§ The data:

╔══

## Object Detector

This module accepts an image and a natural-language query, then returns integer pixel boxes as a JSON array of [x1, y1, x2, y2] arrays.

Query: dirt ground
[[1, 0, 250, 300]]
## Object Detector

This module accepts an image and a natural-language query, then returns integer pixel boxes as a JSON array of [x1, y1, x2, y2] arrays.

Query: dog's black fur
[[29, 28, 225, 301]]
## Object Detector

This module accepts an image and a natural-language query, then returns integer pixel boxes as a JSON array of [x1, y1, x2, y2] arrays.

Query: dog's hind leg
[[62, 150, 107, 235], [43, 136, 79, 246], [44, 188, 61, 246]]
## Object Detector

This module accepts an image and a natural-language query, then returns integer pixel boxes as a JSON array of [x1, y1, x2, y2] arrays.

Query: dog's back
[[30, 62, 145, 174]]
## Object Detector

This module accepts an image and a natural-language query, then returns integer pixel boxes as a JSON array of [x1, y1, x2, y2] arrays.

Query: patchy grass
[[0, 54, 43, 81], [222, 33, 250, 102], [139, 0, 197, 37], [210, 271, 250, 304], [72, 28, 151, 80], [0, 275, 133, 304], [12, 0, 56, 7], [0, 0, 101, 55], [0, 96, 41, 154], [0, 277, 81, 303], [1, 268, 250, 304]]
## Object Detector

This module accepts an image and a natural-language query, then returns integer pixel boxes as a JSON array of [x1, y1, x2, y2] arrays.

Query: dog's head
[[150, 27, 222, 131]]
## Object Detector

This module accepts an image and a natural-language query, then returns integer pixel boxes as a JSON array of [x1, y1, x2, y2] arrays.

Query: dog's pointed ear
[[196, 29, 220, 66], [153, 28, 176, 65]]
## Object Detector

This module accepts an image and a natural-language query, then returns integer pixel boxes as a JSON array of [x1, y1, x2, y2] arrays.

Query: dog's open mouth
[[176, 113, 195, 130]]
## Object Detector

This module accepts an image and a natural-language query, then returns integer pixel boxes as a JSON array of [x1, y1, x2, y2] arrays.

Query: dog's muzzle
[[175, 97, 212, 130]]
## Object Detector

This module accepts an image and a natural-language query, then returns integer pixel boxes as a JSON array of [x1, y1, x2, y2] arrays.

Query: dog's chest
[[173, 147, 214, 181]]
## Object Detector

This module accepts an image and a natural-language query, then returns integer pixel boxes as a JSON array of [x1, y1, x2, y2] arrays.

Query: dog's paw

╚══

Character for character, output the whole material above.

## Object Detector

This module accepts an image and a natural-language query, then returns integer pixel boxes as a JSON array of [x1, y1, x2, y2] arrays.

Query: dirt ground
[[1, 0, 250, 300]]
## Object Detector

This module accepts an image and a natural-language query, then returns integer pixel boxes as a JSON array of [x1, y1, x2, y2] arrays.

Query: dog's black fur
[[29, 28, 225, 301]]
## Object Detector

This module accepts an image and a natural-language query, then returns integer pixel boxes as a JSON array of [x1, y1, x2, y2] arrays.

Query: dog's hind leg
[[62, 150, 107, 235], [43, 136, 79, 246], [44, 188, 61, 246]]
## Object Detector

This module accepts an image and a natural-language query, then returns integer pixel boxes as a JSON array of [x1, y1, x2, y2] arrays.

Query: dog's back
[[30, 62, 145, 174]]
## Object Detector

This module accepts an image and a natural-language query, then returns integer pixel boxes as a JSON array of [x1, y1, x2, y2] arrays.

Query: patchy grass
[[0, 54, 43, 81], [222, 33, 250, 102], [139, 0, 197, 37], [210, 271, 250, 304], [72, 28, 151, 80], [0, 275, 133, 304], [12, 0, 56, 7], [0, 0, 101, 55], [0, 96, 41, 154], [0, 277, 81, 303], [1, 268, 250, 304]]
## Object Detector

This module accepts an image and a natural-language query, then returns integer pixel boxes as a JSON array of [x1, y1, x2, y2] arrays.

Query: dog's head
[[150, 27, 222, 131]]
## Object Detector

This module accepts an image and a natural-language query, then returns integer pixel boxes as a JSON array of [x1, y1, x2, y2] arrays.

Query: dog's pointed ear
[[196, 29, 220, 66], [153, 28, 176, 65]]
## Object Detector

This module accepts an image and a natural-language query, then returns integer pixel boxes as a JSON array of [x1, y1, x2, y2] arrays.

Query: dog's open mouth
[[176, 113, 195, 130]]
## Object Detector

This module accepts an image and a natural-language query, then returns integer pixel boxes as a JSON array of [x1, y1, x2, y2] arrays.

Query: dog's muzzle
[[175, 97, 212, 130]]
## Object Detector

This module accepts an image and a natural-language query, then returns integer pixel boxes as a JSON array of [x1, y1, x2, y2] arrays.

Query: dog's chest
[[173, 147, 214, 181]]
## Object Detector

This module accepts an image and a natural-language query, then returns integer pixel boxes as a JSON array of [x1, y1, x2, y2] arrays.

Query: dog's paw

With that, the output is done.